## Extract provided
Dear Colleagues,

Over the years I have made many observations about sustainability in
development, and often my views have not been very well received.

In my view, not enough of the analysis of sustainability has been done
taking a comprehensive view of the development situation as a whole. The
official development assistance (ODA) community has done little to
measure performance in development at a level where decision making can
be improved. There is a lot of information that shows, in the aggregate,
that developing countries have deteriorated in the overall quality of
life over a period of many years while similar data show that rich
countries have become significantly richer over the past forty years.

In developing countries, there are lots of guns and greed, but rather
less of grace and good. Sad.

High performance development, from my perspective, is when achievement
is the maximum it can be given local resources, financial, human and
natural. If this is the principal measurement, then development in
places like resource rich Nigeria, for example, is a terrible failure
while resource poor Somaliland should be considered successful.

After forty plus years of development, the position has been reached
where many of the developing countries are not "sustainable" without
external support. In such places, it is not simply enough for a business
or project to be profitable in an accounting sense, but it must also
prove to be "valuable" from the community and indeed the national
perspective.

## Supplied material
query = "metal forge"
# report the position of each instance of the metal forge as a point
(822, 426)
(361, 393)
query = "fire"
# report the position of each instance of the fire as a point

## To-do list
1 - Reproduce the letter on sustainability in development from "High performance development, from" up to and including "be considered successful.", substituting "disappointment" for "failure".
2 - Resume the letter on sustainability in development, carrying it on from its last sentence.

## Results of the exercise
1 -
High performance development, from my perspective, is when achievement
is the maximum it can be given local resources, financial, human and
natural. If this is the principal measurement, then development in
places like resource rich Nigeria, for example, is a terrible disappointment
while resource poor Somaliland should be considered successful.

2 -
I want to keep this post short....but this is a big topic. I would
suggest that sustainable development needs, more than anything else, to
be creating value. Value creation needs to be funded. Success in
development cannot be funded at this point in history by internally
generated cash flows, so external funding is needed. But this funding
has got to be allocated to, and go to, value adding activities.

This is in contrast to the resource allocation that has dominated
development for most of the past 40 years and continues today. Too much
of the resource flows from the international community has been going to
value destruction, including foreign direct investment ("FDI"). FDI can
be very profitable, but it is frequently a value destroyer in the host
country and in the community where it is operating. Not always, but very
often. "Studies" carried out by international experts and funded by the
ODA community are often value destroyers. Too much of what is done in
the ODA world has value to the donor, but not much to the nominal
beneficiaries.

I am a proponent of the sort of analysis that shows what an activity
costs and what are the values derived, both in terms of local profit and
in terms of indirect socio-economic value to the local community and to
the national economy. An approach using value creation is better than
using just a profitability measure. In the corporate (business)
environment profitability is often a good measure of value creation, but
in many of the needed development interventions there is no simple way
to measure profit, but it needs to be very clear that the local society
does get value. Roads, communications, education and health are
difficult to measure using the business profit concept as the measure,
but can be measured by thinking through the "value" that is derived from
such initiatives.

The World Bank uses some of these concepts in its project appraisal
process but for some reason it has not delivered success in development.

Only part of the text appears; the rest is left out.